Extracted information START
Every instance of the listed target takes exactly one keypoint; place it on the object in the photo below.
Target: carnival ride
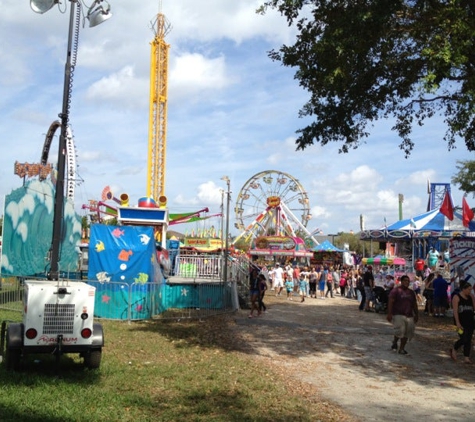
(45, 169)
(272, 203)
(158, 111)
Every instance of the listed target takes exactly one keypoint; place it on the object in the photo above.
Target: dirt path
(346, 354)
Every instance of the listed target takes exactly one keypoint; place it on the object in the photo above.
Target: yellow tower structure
(157, 130)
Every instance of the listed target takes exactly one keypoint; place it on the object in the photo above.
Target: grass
(157, 371)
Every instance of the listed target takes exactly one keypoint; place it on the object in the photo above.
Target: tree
(363, 60)
(465, 178)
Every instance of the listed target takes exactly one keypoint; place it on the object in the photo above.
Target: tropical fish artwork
(100, 246)
(117, 232)
(142, 278)
(125, 255)
(144, 239)
(103, 277)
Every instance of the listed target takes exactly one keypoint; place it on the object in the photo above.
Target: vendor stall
(326, 254)
(267, 250)
(384, 266)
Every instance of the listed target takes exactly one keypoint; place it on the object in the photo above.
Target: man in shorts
(278, 279)
(368, 283)
(403, 313)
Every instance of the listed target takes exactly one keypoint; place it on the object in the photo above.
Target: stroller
(381, 297)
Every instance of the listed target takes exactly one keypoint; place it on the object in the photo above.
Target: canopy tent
(429, 224)
(326, 246)
(383, 260)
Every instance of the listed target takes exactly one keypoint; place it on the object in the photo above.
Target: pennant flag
(467, 213)
(447, 208)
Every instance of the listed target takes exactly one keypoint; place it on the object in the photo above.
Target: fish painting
(117, 232)
(144, 239)
(125, 255)
(142, 278)
(103, 277)
(100, 246)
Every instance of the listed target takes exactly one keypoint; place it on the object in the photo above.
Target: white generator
(58, 318)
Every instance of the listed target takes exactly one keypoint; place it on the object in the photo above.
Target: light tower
(157, 129)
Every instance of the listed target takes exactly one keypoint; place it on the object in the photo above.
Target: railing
(197, 290)
(199, 267)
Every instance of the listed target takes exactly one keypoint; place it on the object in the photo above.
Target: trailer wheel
(92, 359)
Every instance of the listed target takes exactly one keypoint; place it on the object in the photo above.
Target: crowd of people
(430, 291)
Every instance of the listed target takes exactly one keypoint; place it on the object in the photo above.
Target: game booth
(267, 250)
(383, 266)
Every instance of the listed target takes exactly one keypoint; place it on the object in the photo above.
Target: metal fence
(135, 301)
(197, 290)
(11, 293)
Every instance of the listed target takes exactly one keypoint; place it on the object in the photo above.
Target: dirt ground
(346, 355)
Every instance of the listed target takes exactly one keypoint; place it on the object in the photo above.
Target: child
(289, 287)
(303, 284)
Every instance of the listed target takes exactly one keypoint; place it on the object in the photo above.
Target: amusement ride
(272, 203)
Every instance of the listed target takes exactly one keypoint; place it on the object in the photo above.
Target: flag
(467, 213)
(447, 208)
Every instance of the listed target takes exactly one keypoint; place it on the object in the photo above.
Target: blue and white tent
(326, 246)
(431, 224)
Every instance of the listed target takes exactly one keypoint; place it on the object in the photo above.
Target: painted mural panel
(28, 228)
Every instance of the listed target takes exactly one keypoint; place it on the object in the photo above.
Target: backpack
(359, 283)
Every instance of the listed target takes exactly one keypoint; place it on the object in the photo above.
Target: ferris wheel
(272, 203)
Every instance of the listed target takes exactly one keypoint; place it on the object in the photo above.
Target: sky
(232, 112)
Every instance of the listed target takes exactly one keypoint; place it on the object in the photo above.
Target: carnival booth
(420, 233)
(384, 266)
(327, 254)
(123, 262)
(266, 250)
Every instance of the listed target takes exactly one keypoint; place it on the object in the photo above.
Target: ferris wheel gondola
(272, 203)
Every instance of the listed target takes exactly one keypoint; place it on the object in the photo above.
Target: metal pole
(59, 194)
(226, 250)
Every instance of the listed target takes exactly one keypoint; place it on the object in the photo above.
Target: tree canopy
(366, 60)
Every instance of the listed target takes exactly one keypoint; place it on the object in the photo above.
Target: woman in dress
(463, 307)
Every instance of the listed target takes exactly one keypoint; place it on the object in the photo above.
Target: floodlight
(97, 14)
(42, 6)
Extracted information END
> What needs to be done: All of the data above must be printed exactly, minus its pictures.

> Exercise response:
Every instance of the listed target takes exactly one keypoint; place it on the object in the photo below.
Target: carnival ride
(45, 169)
(272, 203)
(158, 111)
Every instance of the listed target takes exactly one keypoint; place it on the object in the photo above.
Target: dirt path
(346, 354)
Every instance of the listed target takes exactly one keypoint; place it on the object in the photo above.
Target: yellow tower structure
(157, 130)
Every instance of the listed target takes exactly one keypoint; place it on the object in the photo above.
Target: grass
(157, 371)
Every instance of the listed target takes exactly one keypoint; place it on the object in the photo above.
Target: tree
(363, 60)
(465, 178)
Every instance of the listed target takes exactly one keypoint; place it on the object in the photo above.
Target: tropical fish artwork
(100, 246)
(117, 232)
(142, 278)
(125, 255)
(144, 239)
(103, 277)
Every instance of the listed target takes exactly one keypoint; place it on the object in the photo above.
Target: vendor stall
(326, 254)
(267, 250)
(384, 266)
Every instance of the listed target takes exactly one keypoint; place it on the object in the photo above.
Target: man in shorts
(278, 279)
(368, 283)
(403, 313)
Every instance of the listed target takes exactly one keypoint; place it on the object in the photo above.
Target: stroller
(381, 297)
Every instance of the listed target takes exactly one keypoint; place it on the object in the photo above.
Target: canopy tent
(429, 224)
(326, 246)
(383, 260)
Every instance of the listed target takes exactly one keypoint; place it on the object in the photo above.
Target: pennant flag
(467, 213)
(447, 208)
Every instance of the listed target takes exactly one keypoint; place it on the object in the photo above.
Target: fish painting
(117, 232)
(144, 239)
(125, 255)
(142, 278)
(103, 277)
(100, 246)
Every instance of the listed target takes exactly one keypoint; place it on the object in the photo above.
Target: white generator
(58, 318)
Every instance of the listed target takes exactly one keypoint; place it on the object in the photo above.
Target: light tower
(157, 129)
Every instance of the listed target takes exactly one keypoint; place it on the object in the photo above.
Target: railing
(197, 290)
(199, 267)
Every instance of the listed target takes exactly one keypoint; place it on the object in the photo above.
Target: trailer wheel
(92, 359)
Every instance of the listed target takes exactly one keypoint; place it on the object in the photo above.
Target: crowd of people
(430, 291)
Every instance of the listed target takes exactly one keypoint; place it on the object in the photo above.
Target: game booth
(267, 250)
(383, 266)
Every instance of the listed target takes exactly one keypoint; place it on the object in the photo above.
Target: metal fence
(135, 301)
(197, 290)
(11, 293)
Every instance of the listed target takes exactly one keypoint; place it on the object in the photo above.
Target: dirt ground
(346, 355)
Every instance of the listed target takes exactly one keypoint; place it on the object in the photo above.
Target: child
(289, 287)
(303, 284)
Every instance of the listed target takes exactly one keypoint; place it on the object in the photo above.
Target: amusement ride
(272, 203)
Every instance of the listed target takes exactly one keypoint; place it on the object in the photo above.
Target: flag
(467, 213)
(447, 208)
Every instance of the listed target takes exactly one keypoint; place it on the object in the photo above.
Target: blue and white tent
(326, 246)
(431, 224)
Every instance of the listed target takes exactly one keypoint; place it on the object in the photo above.
Target: painted mural panel
(28, 228)
Every instance of the listed target takes exactly one keypoint; place it on the object in the photo above.
Target: backpack
(359, 283)
Every instance of the listed target takes exactly one keypoint; place it on the object in the photo above.
Target: ferris wheel
(272, 203)
Every instance of the listed target takes exactly one keypoint; place it on the object in the photo above.
Target: sky
(232, 112)
Every instance of the listed target takes exactly one keypoint; place it on the object in the photo above.
Target: carnival booth
(420, 233)
(384, 266)
(327, 254)
(123, 262)
(266, 250)
Every instance of the listed target takes exactly one keypoint; place it on the object in the photo above.
Target: ferris wheel gondola
(272, 203)
Every instance of the listed target takes exactly one keypoint; place it on the object in the photo above.
Target: metal pole
(59, 194)
(226, 250)
Every instance of the listed target takes exactly one keypoint; place it on the object in the photo above.
Target: tree canopy
(366, 60)
Every instance of the listed target takes exactly one keypoint; place it on the object in the photo above.
Target: woman in dress
(463, 307)
Every instance of the listed target takes exactly one keypoint; place it on the object in the photo above.
Target: floodlight
(97, 14)
(42, 6)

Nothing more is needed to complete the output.